Stored data entries
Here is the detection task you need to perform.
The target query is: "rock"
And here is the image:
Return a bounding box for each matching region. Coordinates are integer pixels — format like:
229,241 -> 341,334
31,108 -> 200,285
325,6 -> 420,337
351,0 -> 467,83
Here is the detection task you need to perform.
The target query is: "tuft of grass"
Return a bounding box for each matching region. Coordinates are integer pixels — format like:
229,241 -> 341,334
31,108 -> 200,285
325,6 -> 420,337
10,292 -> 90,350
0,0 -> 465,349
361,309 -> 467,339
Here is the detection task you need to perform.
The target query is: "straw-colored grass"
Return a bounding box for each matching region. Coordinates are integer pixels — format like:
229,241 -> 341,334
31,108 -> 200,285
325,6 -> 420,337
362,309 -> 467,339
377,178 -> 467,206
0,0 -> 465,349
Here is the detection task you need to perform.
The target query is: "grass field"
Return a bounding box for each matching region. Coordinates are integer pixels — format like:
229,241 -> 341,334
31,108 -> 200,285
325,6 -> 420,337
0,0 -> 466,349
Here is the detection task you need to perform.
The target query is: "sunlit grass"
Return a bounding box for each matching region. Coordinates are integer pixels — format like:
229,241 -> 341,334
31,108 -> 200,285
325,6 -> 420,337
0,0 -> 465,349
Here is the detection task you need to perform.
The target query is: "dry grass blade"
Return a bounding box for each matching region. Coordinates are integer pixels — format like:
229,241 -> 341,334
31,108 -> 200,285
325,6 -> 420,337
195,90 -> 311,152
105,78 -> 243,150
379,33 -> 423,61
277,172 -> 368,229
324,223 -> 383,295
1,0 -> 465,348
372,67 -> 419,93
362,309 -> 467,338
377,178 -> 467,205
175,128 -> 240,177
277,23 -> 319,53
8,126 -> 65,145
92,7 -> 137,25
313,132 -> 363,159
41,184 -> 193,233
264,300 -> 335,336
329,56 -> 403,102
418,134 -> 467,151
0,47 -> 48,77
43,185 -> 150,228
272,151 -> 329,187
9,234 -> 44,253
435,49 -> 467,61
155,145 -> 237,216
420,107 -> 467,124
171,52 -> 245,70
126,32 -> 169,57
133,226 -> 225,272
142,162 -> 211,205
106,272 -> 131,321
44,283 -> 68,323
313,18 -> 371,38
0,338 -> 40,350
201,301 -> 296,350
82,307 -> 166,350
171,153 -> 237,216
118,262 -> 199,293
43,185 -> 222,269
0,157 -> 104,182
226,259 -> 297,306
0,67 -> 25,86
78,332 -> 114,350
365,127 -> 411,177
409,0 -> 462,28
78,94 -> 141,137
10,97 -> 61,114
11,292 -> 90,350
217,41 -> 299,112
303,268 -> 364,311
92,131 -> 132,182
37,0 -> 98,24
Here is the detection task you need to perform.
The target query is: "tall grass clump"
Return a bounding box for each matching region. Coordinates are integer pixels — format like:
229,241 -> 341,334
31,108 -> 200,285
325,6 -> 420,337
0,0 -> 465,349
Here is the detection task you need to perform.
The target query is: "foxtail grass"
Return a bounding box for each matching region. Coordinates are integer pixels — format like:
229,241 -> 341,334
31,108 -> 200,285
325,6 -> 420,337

Exercise goal:
The answer should be an exact reproduction of all the entries.

Output:
Here is the detection task you need to perform.
The target query is: "rock"
And here is the image:
Return a bounding box for each matching region. Coordinates are integer pixels — format like:
229,241 -> 341,334
31,108 -> 200,285
325,6 -> 420,337
351,0 -> 467,83
Here is the detection task you need to perform.
The target query is: "tuft of grass"
Return a bounding box for each matching region. Coordinates are integer pixels — format like:
229,241 -> 341,334
31,108 -> 200,285
325,6 -> 420,337
10,292 -> 90,350
0,0 -> 465,349
361,309 -> 467,339
Here is the detection task you need to perform.
The target query is: "straw-colored grass"
Return a bounding box for each matching region. Coordinates are integer pixels — format like:
229,241 -> 341,334
31,108 -> 200,285
325,6 -> 420,337
362,309 -> 467,339
377,178 -> 467,206
0,0 -> 465,349
Here is the detection task you need to perform.
The target query is: "grass field"
Return a bounding box for each matching region. Coordinates are integer pixels — format like:
229,241 -> 341,334
31,108 -> 200,285
325,6 -> 420,337
0,0 -> 466,349
Here is the detection task you need to perform.
The target query is: "sunlit grass"
Return a bounding box for each matching region. Coordinates are integer pixels — format like:
229,241 -> 341,334
31,108 -> 200,285
325,6 -> 420,337
0,0 -> 465,349
Here is the detection task you need to perform.
The target query is: "dry grass blade"
Return a bounding box for each matching region. Coordinates are integer pixels — format like:
229,241 -> 341,334
31,108 -> 200,285
325,6 -> 420,337
195,90 -> 311,152
105,78 -> 243,150
379,33 -> 423,61
277,172 -> 368,229
324,223 -> 383,295
1,0 -> 465,348
372,67 -> 419,93
362,309 -> 467,338
377,178 -> 467,205
175,128 -> 240,177
277,23 -> 319,53
8,126 -> 65,145
92,7 -> 137,25
313,132 -> 363,159
41,184 -> 193,233
264,300 -> 335,336
329,56 -> 403,102
418,134 -> 467,151
0,47 -> 48,77
43,185 -> 150,228
272,151 -> 329,187
9,234 -> 44,253
435,49 -> 467,61
155,145 -> 237,216
420,107 -> 467,124
171,52 -> 245,70
126,32 -> 169,57
133,226 -> 225,272
142,162 -> 211,205
106,272 -> 131,321
44,283 -> 68,323
313,18 -> 371,38
0,338 -> 40,350
201,301 -> 296,350
82,307 -> 166,350
171,153 -> 237,216
118,262 -> 199,293
43,185 -> 222,269
0,157 -> 104,182
226,259 -> 297,306
0,67 -> 25,86
78,332 -> 114,350
365,127 -> 411,177
409,0 -> 462,28
78,94 -> 141,137
10,97 -> 61,114
11,292 -> 90,350
217,41 -> 299,112
303,268 -> 364,311
92,131 -> 132,182
37,0 -> 98,24
Here is the detection task you need to perform.
The target query is: "tall grass clump"
Return a bounding box for each matching region. Coordinates are integer pixels — format like:
229,241 -> 341,334
31,108 -> 200,285
325,6 -> 420,337
0,0 -> 465,349
Here is the detection task you need to perform.
The target query is: "foxtail grass"
Return a bounding box for each matching region. Coordinates are integer pixels — format like:
229,241 -> 341,334
31,108 -> 200,285
325,6 -> 420,337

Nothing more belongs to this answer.